### What this task involves
Rewrite every line of the listing below, requests included, scaling each bounding-box coordinate in the answers by 2.2 and rounding to the nearest whole number, with halves rounded up.

### Data

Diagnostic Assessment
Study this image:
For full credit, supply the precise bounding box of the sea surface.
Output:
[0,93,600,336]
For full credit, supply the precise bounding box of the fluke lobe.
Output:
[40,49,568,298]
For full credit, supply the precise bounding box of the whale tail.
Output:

### The answer
Diagnostic Assessment
Study this image:
For full credit, supply the precise bounding box of the sea surface.
Output:
[0,205,1320,739]
For full credit, supply the precise bounding box of the fluke lobe.
Output:
[88,108,1250,656]
For full credit, supply the precise bounding box of the whale tail.
Output:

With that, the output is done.